## Work to be completed:
Write the next part of the forum thread on banded waterfowl, picking up from the point at which it stops.

:: Text segment

This is a pretty interesting topic, but how many bands has everyone got on this site. Like I said before, I don't know if I hunt the wrong areas, but I have never got one or been on a hunt where a banded bird was taken. But that double bander at the zoo sure would be nice!!! I think we have all seen him.

A couple years ago i followed those birds out of town one night and went out and shot 2 of them the next morning....what a blast. It is a short hunt however as it is one flock and after you shoot at em once the hunt is over.

Personally I would rather shoot a wood duck than a banded bird. I've never bagged one of those either.

ps....Dlip......go pi$$ on a live wire :lol: :lol:


----------



## bjn (Jul 17, 2003)

IMHO, I feel that each and every band I have has a story behind it. I can remember each and every one of those hunts like it was yesterday. By the way everyone sounds on here, I have been lucky as I have quite a few of them, all fair chase, mostly snows and mallards. Shooting the actual birds with bands on them is luck, but putting in the time and effort to harvest that many birds and actually getting out enough to increase your odds isn't luck at all. I wear all my bands on my lanyard, except the ones on mounts (that were the actual bird, not throwing a band on another bird). I don't see anything wrong with it as long as they were fair chase wild birds.


----------



## Kansas Kid (Nov 20, 2003)

I have been hunting waterfowl for over 20 years and I only have two bands. I have a friend that has shot probably less than 1/5 the birds that I have in my life and I think he has 5 now. I have both my bands on my lanyard, but my dad sent his back in during the mid 80's to get the $10 reward on it. I wouldn't send mine in for $100. I guess that's how different people look at things.


----------



## buckseye (Dec 8, 2003)

my dog wears the bands he fetches on his collar...the ol boy has more bling bling than Mr. T!!!!


----------



## duckbuster808 (Apr 27, 2004)

::::
:: Material

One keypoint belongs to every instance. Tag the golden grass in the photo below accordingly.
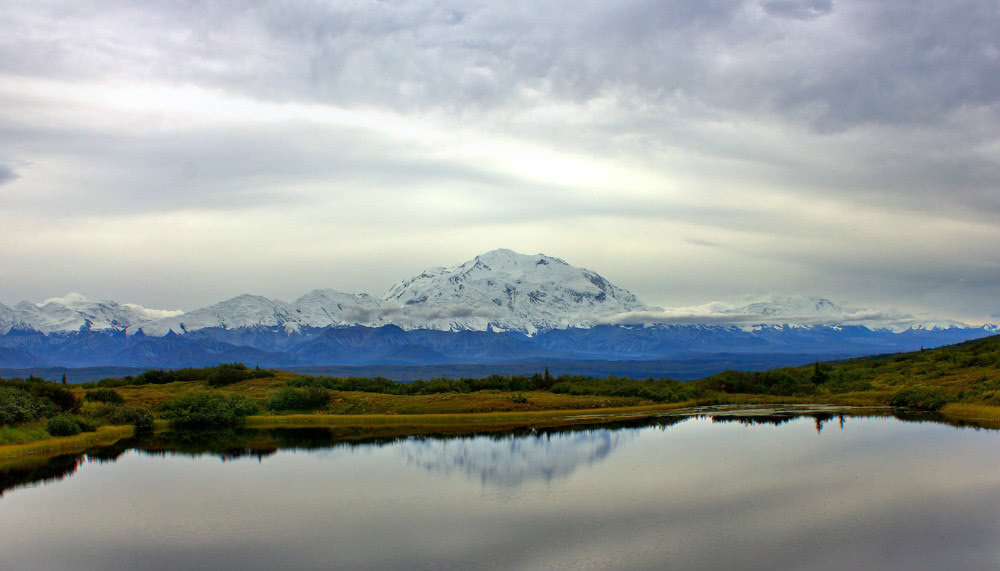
(104, 436)
(986, 416)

::::

## Written response:
i would love to shoot a band in lower mi....it probably wont happen for awhile though considering there arent that many places to hunt around here and most farmers wont allow you to hunt.there are only a few places to hunt that i know of they are shiawasse nianquin and fish point...and fishhook if you want to shoot a wood duck just come on over to michigan and i guarantee you will shoot one or even your limit of two! they are all over the place here.....my friend even shot one that had a band..How rare is that!


----------



## dlip (May 16, 2004)

thats a good idea 


> my dog wears the bands he fetches on his collar...the ol boy has more bling bling than Mr. T!!!!


now, i gotta get the dog


----------



## buckseye (Dec 8, 2003)

:lol: :lol: :lol:


----------



## Ryan_Todd (Apr 11, 2004)

a friend of mine helped out with banding once maybe i'll have to give him a call. :wink:


----------



## buckseye (Dec 8, 2003)

to find banding locations I suggest taking a drive and visiting all the NWR's near to where you live...if you ask they would most likely tell ya if they have a banding program going. 8)


----------



## duckbuster808 (Apr 27, 2004)

ill have to look in to that....thanxs for all the opinions guys.

duckbuster808


----------



## Schemy (Aug 5, 2004)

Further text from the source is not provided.